— Start MATERIAL —
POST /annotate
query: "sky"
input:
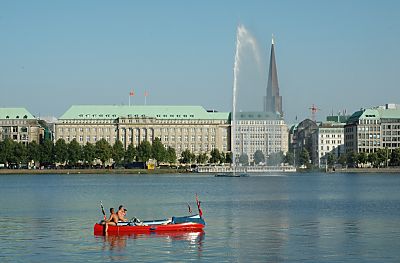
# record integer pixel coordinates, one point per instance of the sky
(339, 55)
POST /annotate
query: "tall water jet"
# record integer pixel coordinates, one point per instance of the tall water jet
(243, 39)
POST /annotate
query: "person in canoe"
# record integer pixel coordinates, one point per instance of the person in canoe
(112, 220)
(122, 213)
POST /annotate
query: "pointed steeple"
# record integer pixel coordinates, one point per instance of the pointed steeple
(273, 102)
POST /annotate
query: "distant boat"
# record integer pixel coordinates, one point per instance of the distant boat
(184, 223)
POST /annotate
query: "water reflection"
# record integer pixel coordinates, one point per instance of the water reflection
(119, 242)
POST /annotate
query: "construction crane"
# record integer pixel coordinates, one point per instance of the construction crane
(314, 110)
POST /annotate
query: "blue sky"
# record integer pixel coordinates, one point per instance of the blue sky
(335, 54)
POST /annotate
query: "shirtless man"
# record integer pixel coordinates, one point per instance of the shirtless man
(113, 220)
(122, 213)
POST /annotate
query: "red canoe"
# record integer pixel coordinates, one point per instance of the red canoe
(187, 223)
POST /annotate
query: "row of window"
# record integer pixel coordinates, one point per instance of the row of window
(331, 141)
(331, 136)
(258, 129)
(276, 122)
(105, 130)
(14, 129)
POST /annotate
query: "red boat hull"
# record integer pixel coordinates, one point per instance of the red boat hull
(123, 230)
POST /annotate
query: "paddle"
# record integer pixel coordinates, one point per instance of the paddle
(198, 206)
(105, 217)
(102, 210)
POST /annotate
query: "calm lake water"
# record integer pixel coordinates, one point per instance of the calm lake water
(294, 218)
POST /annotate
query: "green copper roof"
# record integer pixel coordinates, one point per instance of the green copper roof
(257, 115)
(374, 114)
(15, 113)
(152, 111)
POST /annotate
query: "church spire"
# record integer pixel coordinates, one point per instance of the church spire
(273, 102)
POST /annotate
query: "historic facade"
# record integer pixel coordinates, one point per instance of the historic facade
(181, 127)
(328, 138)
(368, 130)
(263, 131)
(19, 125)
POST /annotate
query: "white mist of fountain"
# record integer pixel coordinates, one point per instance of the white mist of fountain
(243, 40)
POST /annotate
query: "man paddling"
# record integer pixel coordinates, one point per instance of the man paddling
(122, 213)
(113, 220)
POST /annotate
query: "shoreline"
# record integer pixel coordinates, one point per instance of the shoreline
(175, 171)
(90, 171)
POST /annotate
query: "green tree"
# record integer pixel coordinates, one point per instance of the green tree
(331, 159)
(34, 151)
(89, 153)
(373, 159)
(228, 157)
(6, 150)
(144, 151)
(47, 152)
(382, 156)
(201, 158)
(351, 158)
(74, 152)
(259, 157)
(342, 160)
(130, 154)
(171, 155)
(103, 151)
(304, 158)
(362, 158)
(289, 158)
(60, 151)
(118, 152)
(222, 158)
(275, 159)
(20, 153)
(187, 156)
(395, 157)
(215, 156)
(244, 159)
(158, 151)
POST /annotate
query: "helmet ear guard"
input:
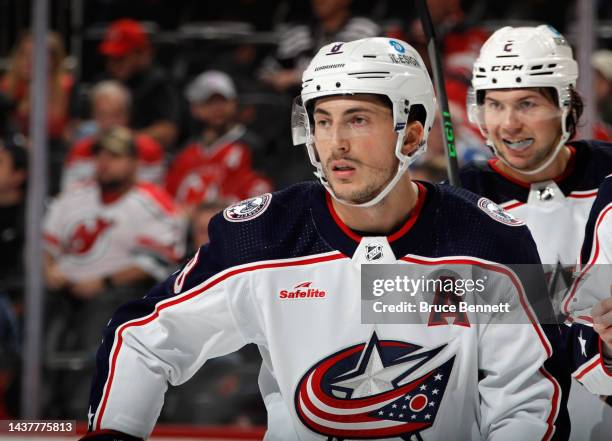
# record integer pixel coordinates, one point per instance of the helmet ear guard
(373, 66)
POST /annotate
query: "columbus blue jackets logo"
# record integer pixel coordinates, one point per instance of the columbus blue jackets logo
(247, 209)
(368, 391)
(498, 213)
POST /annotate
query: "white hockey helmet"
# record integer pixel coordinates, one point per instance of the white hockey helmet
(379, 66)
(524, 57)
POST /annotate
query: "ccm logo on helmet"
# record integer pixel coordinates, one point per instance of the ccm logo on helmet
(506, 67)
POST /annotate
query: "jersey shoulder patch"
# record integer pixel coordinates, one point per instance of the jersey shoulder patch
(498, 213)
(248, 209)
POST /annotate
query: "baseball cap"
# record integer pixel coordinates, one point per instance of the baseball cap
(602, 61)
(117, 140)
(208, 84)
(122, 37)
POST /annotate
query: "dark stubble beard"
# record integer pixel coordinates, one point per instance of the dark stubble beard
(371, 190)
(538, 159)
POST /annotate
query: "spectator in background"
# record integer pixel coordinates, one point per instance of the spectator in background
(110, 107)
(105, 242)
(16, 86)
(129, 59)
(299, 43)
(13, 179)
(113, 232)
(216, 164)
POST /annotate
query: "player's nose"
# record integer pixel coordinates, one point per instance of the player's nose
(339, 139)
(510, 121)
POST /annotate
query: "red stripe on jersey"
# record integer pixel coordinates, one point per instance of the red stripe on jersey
(591, 194)
(543, 339)
(591, 262)
(511, 206)
(555, 404)
(497, 269)
(159, 307)
(589, 366)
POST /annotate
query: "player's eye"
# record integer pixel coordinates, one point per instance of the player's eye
(493, 105)
(527, 105)
(322, 123)
(359, 121)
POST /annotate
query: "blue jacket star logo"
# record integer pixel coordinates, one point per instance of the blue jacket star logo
(368, 391)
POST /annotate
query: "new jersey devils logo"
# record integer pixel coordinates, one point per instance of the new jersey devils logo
(84, 236)
(367, 391)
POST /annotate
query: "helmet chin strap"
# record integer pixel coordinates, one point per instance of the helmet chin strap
(404, 161)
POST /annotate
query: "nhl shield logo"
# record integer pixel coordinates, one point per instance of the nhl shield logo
(546, 194)
(498, 213)
(373, 252)
(247, 209)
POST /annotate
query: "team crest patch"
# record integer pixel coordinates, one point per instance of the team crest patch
(247, 209)
(498, 213)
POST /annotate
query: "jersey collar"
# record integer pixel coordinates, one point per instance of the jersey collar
(339, 236)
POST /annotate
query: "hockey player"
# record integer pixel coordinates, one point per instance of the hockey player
(525, 104)
(283, 271)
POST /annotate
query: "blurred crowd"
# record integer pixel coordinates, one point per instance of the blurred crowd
(145, 145)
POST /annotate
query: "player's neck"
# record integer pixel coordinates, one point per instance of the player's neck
(554, 170)
(384, 217)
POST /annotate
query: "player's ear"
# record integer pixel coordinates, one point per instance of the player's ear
(412, 137)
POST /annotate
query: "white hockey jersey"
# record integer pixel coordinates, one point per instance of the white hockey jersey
(282, 271)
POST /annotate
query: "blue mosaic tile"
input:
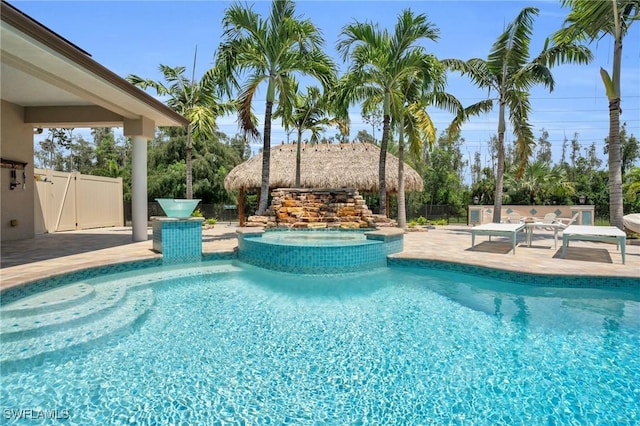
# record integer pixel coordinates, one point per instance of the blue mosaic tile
(317, 260)
(178, 241)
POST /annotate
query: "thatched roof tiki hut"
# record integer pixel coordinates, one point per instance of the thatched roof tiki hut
(323, 166)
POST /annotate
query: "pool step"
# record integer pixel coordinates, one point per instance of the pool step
(20, 321)
(122, 314)
(48, 301)
(81, 312)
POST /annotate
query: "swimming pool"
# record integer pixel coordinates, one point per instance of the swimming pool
(228, 342)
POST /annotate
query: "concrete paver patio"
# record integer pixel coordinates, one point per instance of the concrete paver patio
(53, 254)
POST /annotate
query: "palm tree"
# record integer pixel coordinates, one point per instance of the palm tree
(195, 100)
(380, 63)
(270, 50)
(309, 114)
(588, 21)
(509, 73)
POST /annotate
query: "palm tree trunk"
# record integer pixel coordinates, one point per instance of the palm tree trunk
(615, 152)
(382, 169)
(189, 194)
(497, 202)
(298, 158)
(402, 209)
(266, 160)
(615, 166)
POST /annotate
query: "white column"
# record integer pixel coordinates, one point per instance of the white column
(139, 188)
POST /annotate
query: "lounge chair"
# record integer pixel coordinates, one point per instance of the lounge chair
(595, 233)
(566, 222)
(509, 230)
(512, 218)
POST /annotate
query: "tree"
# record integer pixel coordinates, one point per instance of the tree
(588, 21)
(509, 73)
(309, 114)
(380, 63)
(196, 101)
(270, 50)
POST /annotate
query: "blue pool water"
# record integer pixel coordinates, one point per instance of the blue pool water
(234, 344)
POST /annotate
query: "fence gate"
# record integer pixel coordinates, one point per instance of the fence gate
(69, 201)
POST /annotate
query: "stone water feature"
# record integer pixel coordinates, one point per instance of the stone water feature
(318, 231)
(178, 236)
(302, 208)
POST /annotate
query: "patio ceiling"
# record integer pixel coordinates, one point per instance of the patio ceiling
(60, 85)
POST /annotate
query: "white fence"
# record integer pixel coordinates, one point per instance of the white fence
(69, 201)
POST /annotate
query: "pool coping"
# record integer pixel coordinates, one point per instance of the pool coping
(444, 246)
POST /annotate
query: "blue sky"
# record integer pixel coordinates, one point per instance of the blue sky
(135, 37)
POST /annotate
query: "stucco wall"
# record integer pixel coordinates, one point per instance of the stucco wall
(16, 143)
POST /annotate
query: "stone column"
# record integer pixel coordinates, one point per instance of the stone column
(139, 188)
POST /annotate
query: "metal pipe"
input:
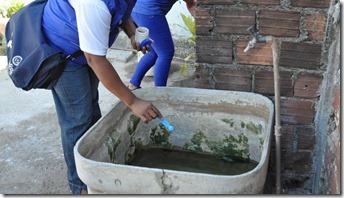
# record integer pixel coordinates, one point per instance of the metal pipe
(275, 55)
(275, 58)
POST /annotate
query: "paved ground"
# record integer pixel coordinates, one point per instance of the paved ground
(31, 159)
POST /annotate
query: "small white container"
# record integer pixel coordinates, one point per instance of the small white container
(141, 34)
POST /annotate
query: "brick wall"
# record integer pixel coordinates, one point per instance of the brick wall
(221, 28)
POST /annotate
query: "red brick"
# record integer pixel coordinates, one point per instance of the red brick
(300, 55)
(227, 79)
(214, 51)
(204, 22)
(297, 111)
(315, 26)
(216, 2)
(279, 23)
(202, 77)
(264, 83)
(261, 2)
(260, 54)
(306, 138)
(311, 3)
(307, 86)
(234, 21)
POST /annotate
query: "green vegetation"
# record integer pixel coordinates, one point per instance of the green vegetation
(7, 11)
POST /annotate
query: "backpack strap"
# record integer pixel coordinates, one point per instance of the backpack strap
(75, 54)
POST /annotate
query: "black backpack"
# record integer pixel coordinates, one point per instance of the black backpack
(32, 63)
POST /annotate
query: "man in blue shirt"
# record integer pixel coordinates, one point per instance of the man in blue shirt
(92, 26)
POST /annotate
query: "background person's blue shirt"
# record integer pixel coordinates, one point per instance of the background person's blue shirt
(153, 7)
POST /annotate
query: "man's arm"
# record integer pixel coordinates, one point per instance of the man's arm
(111, 80)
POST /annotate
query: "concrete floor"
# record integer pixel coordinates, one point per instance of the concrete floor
(31, 158)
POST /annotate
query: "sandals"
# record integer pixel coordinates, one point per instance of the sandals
(133, 88)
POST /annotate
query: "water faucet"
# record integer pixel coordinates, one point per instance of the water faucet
(256, 38)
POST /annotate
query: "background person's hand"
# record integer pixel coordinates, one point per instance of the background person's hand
(191, 5)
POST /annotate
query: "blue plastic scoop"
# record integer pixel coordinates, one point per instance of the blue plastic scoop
(167, 125)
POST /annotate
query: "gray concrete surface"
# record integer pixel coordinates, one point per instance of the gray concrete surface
(31, 158)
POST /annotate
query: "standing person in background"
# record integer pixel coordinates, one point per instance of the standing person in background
(152, 15)
(92, 26)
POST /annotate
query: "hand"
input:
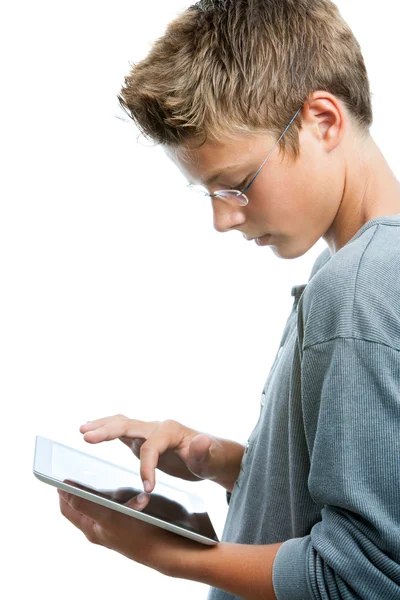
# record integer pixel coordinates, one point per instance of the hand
(144, 543)
(174, 448)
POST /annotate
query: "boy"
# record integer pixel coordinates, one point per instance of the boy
(315, 495)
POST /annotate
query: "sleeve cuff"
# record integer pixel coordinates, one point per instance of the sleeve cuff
(289, 572)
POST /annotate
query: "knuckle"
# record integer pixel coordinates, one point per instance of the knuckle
(170, 423)
(147, 450)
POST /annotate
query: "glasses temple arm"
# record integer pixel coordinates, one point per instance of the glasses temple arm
(285, 130)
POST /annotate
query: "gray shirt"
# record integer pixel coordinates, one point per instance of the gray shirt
(321, 472)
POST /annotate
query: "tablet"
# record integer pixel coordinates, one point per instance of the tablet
(113, 486)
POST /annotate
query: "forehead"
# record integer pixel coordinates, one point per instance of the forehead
(200, 162)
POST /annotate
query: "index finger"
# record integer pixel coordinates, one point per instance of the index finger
(111, 428)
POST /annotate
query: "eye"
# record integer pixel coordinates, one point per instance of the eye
(239, 186)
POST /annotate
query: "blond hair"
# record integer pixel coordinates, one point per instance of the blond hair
(225, 67)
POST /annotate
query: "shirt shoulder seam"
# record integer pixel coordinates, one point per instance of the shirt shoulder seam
(357, 275)
(350, 337)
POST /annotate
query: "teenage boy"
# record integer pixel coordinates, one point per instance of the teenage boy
(315, 494)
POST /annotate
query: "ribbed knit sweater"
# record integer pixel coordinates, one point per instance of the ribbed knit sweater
(321, 472)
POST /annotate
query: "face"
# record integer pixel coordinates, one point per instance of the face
(291, 204)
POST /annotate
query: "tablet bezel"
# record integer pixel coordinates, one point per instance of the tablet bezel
(42, 466)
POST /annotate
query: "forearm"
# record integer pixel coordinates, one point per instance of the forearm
(233, 452)
(242, 570)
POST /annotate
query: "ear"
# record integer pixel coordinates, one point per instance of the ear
(326, 118)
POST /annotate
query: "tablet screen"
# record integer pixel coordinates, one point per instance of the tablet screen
(104, 479)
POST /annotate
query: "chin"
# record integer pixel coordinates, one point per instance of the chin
(289, 251)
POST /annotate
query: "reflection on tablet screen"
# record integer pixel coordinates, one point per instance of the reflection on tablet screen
(122, 486)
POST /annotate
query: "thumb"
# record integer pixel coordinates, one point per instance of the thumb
(199, 448)
(205, 457)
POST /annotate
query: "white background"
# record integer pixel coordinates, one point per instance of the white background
(117, 296)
— End MATERIAL —
▶ _TASK BRIEF_:
Report every line from the records above that contains the word "lounge". Copy each line in full.

▶ _ANSWER TO THIS EXERCISE_:
query: "lounge chair"
# record integer pixel coordinates, one point per instance of the lounge chair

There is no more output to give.